■ Prompt 1:
From the protocol text below, list every antibody that carries an Alexa Fluor® label, with its dye number.
■ Prompt 2:
Condense the protocol text's paragraph beginning "The healthy condition of cells" into one shorter sentence that keeps its facts.
■ Prompt 3:
Carry the embryoid body protocol text forward from its final sentence.

Permeabilization Buffer

Reagent	Final concentration	Amount	Storage conditions
Triton X-100	0.1%	500 μL	RT
D-PBS	N/A	500 mL	RT
Total	N/A	500 mL	4°C

Storage condition and storage time: The prepared permeabilization buffer should be stored at 4°C and used up within one month.

Antibody Diluent Solution

Reagent	Final concentration / Dilution	Amount
Mouse Monoclonal Anti-SOX2	1:100	N/A
Goat Monoclonal Anti-SOX2	1:500	N/A
Rabbit Polyclonal Anti-TBR2	1:500	N/A
Rat Monoclonal Anti-CTIP2	1:100	N/A
Rabbit Polyclonal Tubulin β 3 (TUJ1)	1:500	N/A
Mouse Monoclonal BRN2	1:300	N/A
Rabbit Polyclonal SATB2	1:100	N/A
Chicken Polyclonal Glial Fibrillary Acidic Protein (GFAP)	1:1000	N/A
Rabbit polyclonal to Ki67	1:100	N/A
Donkey Anti-Mouse IgG H&L (Alexa Fluor® 568)	1:500	N/A
Goat Anti-Rabbit IgG H&L (Alexa Fluor® 488)	1:500	N/A
Goat Anti-Rat IgG H&L (Alexa Fluor® 647)	1:500	N/A
Donkey Anti-Rabbit IgG H&L (Alexa Fluor® 488)	1:500	N/A
Goat Anti-Chicken IgY H&L (Alexa Fluor® 647)	1:500	N/A

Storage condition and storage time: Antibody solution should be stored at 4°C and used up within one month.

Step-by-step method details

Generating embryoid bodies (EBs)

Timing: 30 min, to generate a 96-well plate of EBs

This procedure demonstrates the method for generating embryoid bodies from hiPSCs and hESCs.

• 1.
  Grow cells at 70%–80% confluency.

  • a.
    The healthy condition of cells is crucial for generating organoids, in short, cells confluency should reach 70%–80% and appear as flat and smooth colonies (Figure 1A).

■ Material provided:
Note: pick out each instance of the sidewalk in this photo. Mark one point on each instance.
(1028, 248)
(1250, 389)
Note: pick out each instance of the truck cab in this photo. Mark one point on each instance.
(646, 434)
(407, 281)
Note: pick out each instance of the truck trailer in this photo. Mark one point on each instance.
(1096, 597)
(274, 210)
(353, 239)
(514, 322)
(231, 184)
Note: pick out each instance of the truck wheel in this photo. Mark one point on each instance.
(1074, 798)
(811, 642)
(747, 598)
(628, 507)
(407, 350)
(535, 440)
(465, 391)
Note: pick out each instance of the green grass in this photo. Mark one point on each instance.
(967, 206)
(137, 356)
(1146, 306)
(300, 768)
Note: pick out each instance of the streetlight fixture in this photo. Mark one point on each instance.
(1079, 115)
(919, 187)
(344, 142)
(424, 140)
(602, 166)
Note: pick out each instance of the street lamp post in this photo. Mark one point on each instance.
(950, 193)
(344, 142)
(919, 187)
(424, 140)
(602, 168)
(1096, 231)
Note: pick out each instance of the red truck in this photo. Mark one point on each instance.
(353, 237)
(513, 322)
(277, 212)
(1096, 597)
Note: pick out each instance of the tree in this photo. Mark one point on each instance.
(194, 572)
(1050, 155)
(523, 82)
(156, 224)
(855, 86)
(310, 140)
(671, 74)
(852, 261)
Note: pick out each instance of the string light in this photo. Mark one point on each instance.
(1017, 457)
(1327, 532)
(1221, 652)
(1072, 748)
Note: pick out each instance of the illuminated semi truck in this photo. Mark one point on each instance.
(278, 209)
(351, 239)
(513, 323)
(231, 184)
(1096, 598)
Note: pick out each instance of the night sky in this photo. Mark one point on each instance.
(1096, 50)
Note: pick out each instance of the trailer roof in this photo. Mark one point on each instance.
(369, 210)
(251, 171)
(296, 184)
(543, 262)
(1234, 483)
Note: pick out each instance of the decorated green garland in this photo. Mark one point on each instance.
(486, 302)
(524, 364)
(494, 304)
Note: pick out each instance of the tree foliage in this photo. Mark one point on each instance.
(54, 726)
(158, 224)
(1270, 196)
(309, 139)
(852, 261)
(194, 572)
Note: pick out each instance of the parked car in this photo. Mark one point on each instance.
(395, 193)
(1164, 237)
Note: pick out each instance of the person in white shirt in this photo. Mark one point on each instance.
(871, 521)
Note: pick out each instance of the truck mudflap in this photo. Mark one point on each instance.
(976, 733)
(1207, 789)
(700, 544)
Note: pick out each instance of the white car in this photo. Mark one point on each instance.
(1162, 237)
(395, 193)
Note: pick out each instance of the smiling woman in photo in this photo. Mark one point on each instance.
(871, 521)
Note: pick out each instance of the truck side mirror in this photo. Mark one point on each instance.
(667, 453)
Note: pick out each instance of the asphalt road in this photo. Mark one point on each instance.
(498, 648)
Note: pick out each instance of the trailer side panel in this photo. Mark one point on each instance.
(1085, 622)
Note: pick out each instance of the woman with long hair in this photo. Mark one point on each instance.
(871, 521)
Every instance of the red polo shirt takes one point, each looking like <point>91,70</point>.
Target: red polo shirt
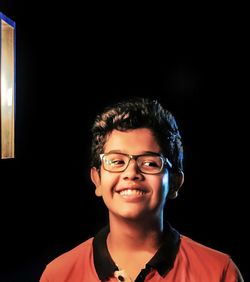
<point>179,259</point>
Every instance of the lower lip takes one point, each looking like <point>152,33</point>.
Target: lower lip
<point>132,198</point>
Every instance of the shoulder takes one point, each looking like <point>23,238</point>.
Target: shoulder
<point>208,261</point>
<point>78,257</point>
<point>192,248</point>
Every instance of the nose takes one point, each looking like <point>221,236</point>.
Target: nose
<point>132,171</point>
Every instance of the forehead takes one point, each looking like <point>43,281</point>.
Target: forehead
<point>135,141</point>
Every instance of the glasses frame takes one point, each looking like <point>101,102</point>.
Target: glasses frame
<point>165,161</point>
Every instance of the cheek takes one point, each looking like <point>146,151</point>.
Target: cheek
<point>108,181</point>
<point>165,184</point>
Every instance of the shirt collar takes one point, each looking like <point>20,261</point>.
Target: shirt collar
<point>162,261</point>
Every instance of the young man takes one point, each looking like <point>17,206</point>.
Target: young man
<point>137,165</point>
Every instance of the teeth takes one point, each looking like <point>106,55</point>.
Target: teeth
<point>132,192</point>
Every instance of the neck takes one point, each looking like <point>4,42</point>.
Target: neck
<point>131,235</point>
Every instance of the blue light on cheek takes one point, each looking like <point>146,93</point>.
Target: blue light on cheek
<point>165,184</point>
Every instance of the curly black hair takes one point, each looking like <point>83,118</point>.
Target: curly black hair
<point>138,113</point>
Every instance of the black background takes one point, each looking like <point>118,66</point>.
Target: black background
<point>71,62</point>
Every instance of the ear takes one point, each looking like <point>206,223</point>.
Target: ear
<point>95,177</point>
<point>176,181</point>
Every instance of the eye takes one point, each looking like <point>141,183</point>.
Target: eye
<point>116,162</point>
<point>150,163</point>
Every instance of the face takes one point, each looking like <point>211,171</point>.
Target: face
<point>131,194</point>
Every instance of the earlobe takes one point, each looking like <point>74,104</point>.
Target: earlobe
<point>95,177</point>
<point>176,181</point>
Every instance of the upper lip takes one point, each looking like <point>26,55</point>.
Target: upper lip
<point>133,187</point>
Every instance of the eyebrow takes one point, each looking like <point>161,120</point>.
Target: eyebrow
<point>142,153</point>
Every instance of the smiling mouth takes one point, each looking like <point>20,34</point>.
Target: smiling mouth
<point>131,192</point>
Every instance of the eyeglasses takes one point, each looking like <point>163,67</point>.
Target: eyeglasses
<point>151,163</point>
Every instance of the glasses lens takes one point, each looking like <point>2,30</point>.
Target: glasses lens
<point>150,164</point>
<point>115,162</point>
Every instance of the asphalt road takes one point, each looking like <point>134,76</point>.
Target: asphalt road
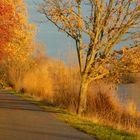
<point>21,120</point>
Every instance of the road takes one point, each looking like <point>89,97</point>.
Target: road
<point>22,120</point>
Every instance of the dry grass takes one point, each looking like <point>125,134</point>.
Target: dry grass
<point>59,84</point>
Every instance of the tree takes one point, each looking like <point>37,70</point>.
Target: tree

■ Your response 1:
- Donkey Anti-Mouse IgG H&L (Alexa Fluor® 568)
- Goat Anti-Rabbit IgG H&L (Alexa Fluor® 488)
- Goat Anti-Rat IgG H&L (Alexa Fluor® 647)
- Donkey Anti-Rabbit IgG H&L (Alexa Fluor® 488)
- Goat Anti-Chicken IgY H&L (Alexa Fluor® 647)

■ Your response 2:
Healthy cells are crucial for generating organoids: they should reach 70%–80% confluency and form flat, smooth colonies (Figure 1A).

■ Your response 3:
• 2.Detach colonies into single cell by Accutase and incubate cells at 37°C with 5% CO₂ for 4–5 min.
• 3.Add 1 mL EB formation medium, that is, mTeSR Plus with 50 μΜ Y-27632, into each well to stop the dissociation.

Note: mTeSR Plus used as the EB formation medium is because hiPSCs and hESs are maintained in this medium for a long time. If cells are cultured in other medium, such as Essential 8 medium, it’s better to use the medium that culturing cells to form EBs.

• 4.Collect cells in the 15 mL centrifuge tube.
• 5.Centrifuge at 300 × g for 5 min, remove the supernatant and keep the cell pellet.
• 6.
  Resuspend the cells in 1 mL EB formation medium and calculate the live cell density.

  • a.
    Resuspend the respective number of cells in the appropriate volume of EB formation medium.
  • b.
    The generation of single EB requires 1500 cells/well.
  • c.
    The total volume of each well is 150 μL.
  • d.
    For a 96-well plate, resuspend cells in 15 mL EB formation medium at the total number of 150,000.
• 7.Transfer the cell suspension to multichannel reagent reservoirs, then aliquot 150 μL into each well of an ultra-low cell attachment U bottom 96-well plate by using the multichannel pipette.

Optional: Centrifuge the plate at 480 × g for 5 min at room temperature. EBs can form naturally in the wells, this step can help EBs gather faster without any impact on EBs formation.

• 8.Incubate EBs at 37°C with 5% CO₂ for 24h and avoid disturbance.
• 9.At Day 1 (24 h after EBs generation), observed the successfully formed EBs under a bright field microscope. EB presents a spherical shape and smooth peripheral. Some dead cell debris that appeared around EBs will not affect the formation of organoids. troubleshooting 3.

Figure 1.

EBs embedded in Matrigel to form neuroepithelium, related to step 28

(A) Figure A shows a smooth and round hiPSCs colony.

(B) At Day 8, EBs appear spherical with a transparent edge and smooth surface.

(C) Figures show the procedure of making ‘cookies’ when embedding EBs in Matrigel. (Scale bar: 500 μm).

Induction of forebrain organoids

Timing: 6 days

This procedure is to generate organoid of forebrain regions.

• 10.On Day1, remove half volume of EB formation medium and replace with Medium 1, that is, the medium used at the First stage (Table 1).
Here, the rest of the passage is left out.